The procedure replaces the patient's blood with a saline solution that lowers the body temperature and slows cellular activity

James Vincent
Thursday 27 March 2014 11:35 GMT
Comments
Yes, this is a metaphor.
Yes, this is a metaphor.

For the first time ever, doctors will begin trials of a new method to save patients by placing them in a state of “suspended animation” where they are neither dead nor alive.

It’s hoped that this extraordinary procedure will give surgeons the time to carry out life-saving operations on individuals with fatal knife and gunshot wounds who would otherwise have bled to death.

The procedure, which will be carried out by surgeons as the UPMC Presbyterian Hospital in Pittsburgh, involves removing all the blood from a patient’s body and replacing it with a cold saline solution that slows cellular activity.

Doing so speedily cools the body down to temperatures as low as 10°C and is similar to inducing hypothermia. In this state the patient does not breathe and has no pulse or brain activity. They’re clinically dead until doctors begin to reintroduce blood to their cardiovascular system, slowly raising their body temperature back to a normal 37°C.

“We are suspending life, but we don't like to call it suspended animation because it sounds like science fiction," Samuel Tisherman, the surgeon leading the trial, told New Scientist. “So we call it emergency preservation and resuscitation."

This state will be similar to that induced in people who fall into icy lakes. The sudden drop in bodily temperature means that cell functions will slow to a crawl, producing energy via a process called anaerobic glycolysis, giving surgeons a two hour window in which to fix any major structural damage.

The surgery will look a little more like this. (AFP/Brendan Smialowski)

----

■ WORK TO COMPLETE: Retype the whole article about the suspended-animation surgery trial, word for word.

----

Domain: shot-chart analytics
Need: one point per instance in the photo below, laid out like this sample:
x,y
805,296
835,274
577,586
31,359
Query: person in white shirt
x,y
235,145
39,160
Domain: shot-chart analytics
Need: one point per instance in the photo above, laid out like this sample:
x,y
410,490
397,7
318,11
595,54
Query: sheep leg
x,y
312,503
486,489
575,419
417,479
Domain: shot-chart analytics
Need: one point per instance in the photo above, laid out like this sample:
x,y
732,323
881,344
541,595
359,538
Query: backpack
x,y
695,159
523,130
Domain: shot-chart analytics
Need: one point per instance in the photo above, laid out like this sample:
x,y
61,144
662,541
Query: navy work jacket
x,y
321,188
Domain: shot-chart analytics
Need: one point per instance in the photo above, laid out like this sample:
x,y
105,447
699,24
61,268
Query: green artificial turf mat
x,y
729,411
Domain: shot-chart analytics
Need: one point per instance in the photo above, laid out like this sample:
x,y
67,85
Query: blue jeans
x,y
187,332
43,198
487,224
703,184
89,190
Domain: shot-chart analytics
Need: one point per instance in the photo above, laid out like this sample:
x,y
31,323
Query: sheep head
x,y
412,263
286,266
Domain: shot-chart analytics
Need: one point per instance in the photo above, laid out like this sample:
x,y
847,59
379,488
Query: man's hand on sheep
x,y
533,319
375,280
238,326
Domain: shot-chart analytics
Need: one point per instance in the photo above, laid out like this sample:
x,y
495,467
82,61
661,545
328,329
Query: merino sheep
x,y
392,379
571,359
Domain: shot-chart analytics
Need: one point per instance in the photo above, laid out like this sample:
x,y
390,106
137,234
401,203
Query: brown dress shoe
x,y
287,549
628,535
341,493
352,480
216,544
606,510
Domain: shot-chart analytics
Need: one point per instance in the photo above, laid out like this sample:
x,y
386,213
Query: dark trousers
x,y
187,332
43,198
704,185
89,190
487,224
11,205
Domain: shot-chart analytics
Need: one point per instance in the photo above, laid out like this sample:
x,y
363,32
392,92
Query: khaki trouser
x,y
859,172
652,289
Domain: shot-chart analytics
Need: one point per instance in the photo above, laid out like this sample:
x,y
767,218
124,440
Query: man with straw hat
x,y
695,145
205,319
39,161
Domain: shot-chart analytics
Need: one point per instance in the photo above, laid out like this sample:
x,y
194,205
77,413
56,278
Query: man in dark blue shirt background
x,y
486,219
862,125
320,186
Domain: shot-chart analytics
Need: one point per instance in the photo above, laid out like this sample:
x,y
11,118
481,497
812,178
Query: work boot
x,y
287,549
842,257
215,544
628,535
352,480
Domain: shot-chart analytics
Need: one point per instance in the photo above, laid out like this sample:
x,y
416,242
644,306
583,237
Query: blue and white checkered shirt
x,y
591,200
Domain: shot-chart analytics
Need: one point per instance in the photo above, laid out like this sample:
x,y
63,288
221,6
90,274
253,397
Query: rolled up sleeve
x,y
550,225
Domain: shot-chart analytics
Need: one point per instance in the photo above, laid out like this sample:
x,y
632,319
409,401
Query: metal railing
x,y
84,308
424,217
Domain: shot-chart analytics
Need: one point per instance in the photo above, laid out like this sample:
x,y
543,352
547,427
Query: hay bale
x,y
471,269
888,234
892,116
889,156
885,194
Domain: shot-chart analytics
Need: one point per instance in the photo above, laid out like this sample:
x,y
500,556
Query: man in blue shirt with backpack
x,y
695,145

----

■ ANSWER:
The procedure replaces the patient's blood with a saline solution that lowers the body temperature and slows cellular activity

James Vincent
Thursday 27 March 2014 11:35 GMT
Comments
Yes, this is a metaphor.
Yes, this is a metaphor.

For the first time ever, doctors will begin trials of a new method to save patients by placing them in a state of “suspended animation” where they are neither dead nor alive.

It’s hoped that this extraordinary procedure will give surgeons the time to carry out life-saving operations on individuals with fatal knife and gunshot wounds who would otherwise have bled to death.

The procedure, which will be carried out by surgeons as the UPMC Presbyterian Hospital in Pittsburgh, involves removing all the blood from a patient’s body and replacing it with a cold saline solution that slows cellular activity.

Doing so speedily cools the body down to temperatures as low as 10°C and is similar to inducing hypothermia. In this state the patient does not breathe and has no pulse or brain activity. They’re clinically dead until doctors begin to reintroduce blood to their cardiovascular system, slowly raising their body temperature back to a normal 37°C.

“We are suspending life, but we don't like to call it suspended animation because it sounds like science fiction," Samuel Tisherman, the surgeon leading the trial, told New Scientist. “So we call it emergency preservation and resuscitation."

This state will be similar to that induced in people who fall into icy lakes. The sudden drop in bodily temperature means that cell functions will slow to a crawl, producing energy via a process called anaerobic glycolysis, giving surgeons a two hour window in which to fix any major structural damage.

The surgery will look a little more like this. (AFP/Brendan Smialowski)